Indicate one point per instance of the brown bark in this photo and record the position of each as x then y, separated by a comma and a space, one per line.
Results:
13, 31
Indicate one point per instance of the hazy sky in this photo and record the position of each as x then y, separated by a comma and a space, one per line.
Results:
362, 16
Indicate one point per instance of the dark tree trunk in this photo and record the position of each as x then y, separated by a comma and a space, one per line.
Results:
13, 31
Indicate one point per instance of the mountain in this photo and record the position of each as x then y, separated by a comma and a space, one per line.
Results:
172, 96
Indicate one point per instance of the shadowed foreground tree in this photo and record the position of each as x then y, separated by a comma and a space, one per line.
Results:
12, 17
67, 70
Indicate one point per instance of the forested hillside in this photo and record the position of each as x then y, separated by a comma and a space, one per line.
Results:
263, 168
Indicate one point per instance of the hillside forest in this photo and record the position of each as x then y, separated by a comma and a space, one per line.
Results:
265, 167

§

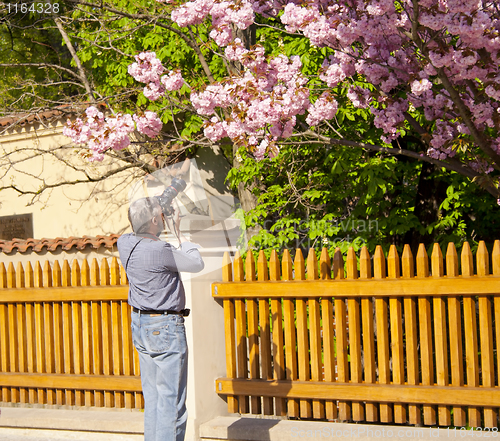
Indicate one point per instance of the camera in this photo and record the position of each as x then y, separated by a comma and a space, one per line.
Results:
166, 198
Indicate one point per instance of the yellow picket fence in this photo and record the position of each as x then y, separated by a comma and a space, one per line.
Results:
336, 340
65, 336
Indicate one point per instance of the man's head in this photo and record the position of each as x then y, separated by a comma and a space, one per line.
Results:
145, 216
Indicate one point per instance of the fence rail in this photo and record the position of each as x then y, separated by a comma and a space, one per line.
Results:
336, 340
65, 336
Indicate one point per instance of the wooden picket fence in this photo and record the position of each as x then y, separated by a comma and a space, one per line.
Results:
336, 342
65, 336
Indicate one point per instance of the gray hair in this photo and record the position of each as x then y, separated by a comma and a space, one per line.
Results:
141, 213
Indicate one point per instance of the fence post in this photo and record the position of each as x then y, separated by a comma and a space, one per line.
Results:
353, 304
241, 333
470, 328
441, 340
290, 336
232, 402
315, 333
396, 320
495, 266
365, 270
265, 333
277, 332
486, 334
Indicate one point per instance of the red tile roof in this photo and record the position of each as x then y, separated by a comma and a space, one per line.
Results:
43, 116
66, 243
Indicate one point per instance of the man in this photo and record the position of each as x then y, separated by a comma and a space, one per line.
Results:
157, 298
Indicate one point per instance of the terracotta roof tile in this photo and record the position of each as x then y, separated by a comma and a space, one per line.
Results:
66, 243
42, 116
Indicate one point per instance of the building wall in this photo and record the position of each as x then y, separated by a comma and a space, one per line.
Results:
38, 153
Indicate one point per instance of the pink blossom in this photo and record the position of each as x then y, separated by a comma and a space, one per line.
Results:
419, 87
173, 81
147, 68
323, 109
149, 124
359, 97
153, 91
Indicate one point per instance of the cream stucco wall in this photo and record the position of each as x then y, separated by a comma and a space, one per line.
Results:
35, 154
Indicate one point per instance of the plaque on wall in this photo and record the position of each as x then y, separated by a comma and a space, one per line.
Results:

§

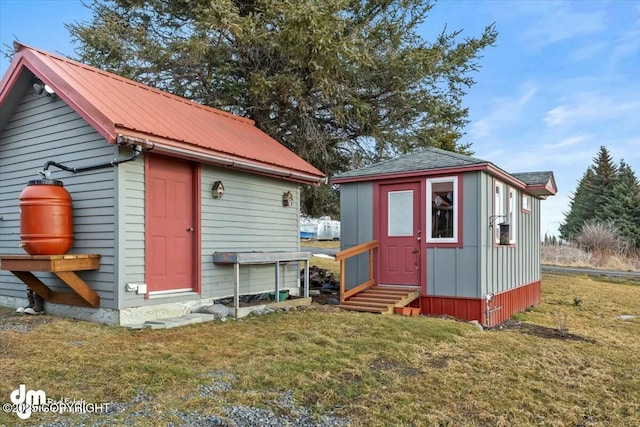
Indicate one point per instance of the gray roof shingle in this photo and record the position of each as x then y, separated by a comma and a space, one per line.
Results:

§

*Exercise directions*
Pull out each line of the items above that contains the string "tile". Matches must have the same capitalization.

*Final result*
Indicate one point per instance of the red tile roof in this photo and record the position of each as x then y, separated by a comma and a space, one per line.
Indicate one point per instance of the terracotta roof tile in this photo and record the position of each as x then y, separated by a comma and a space, one per line.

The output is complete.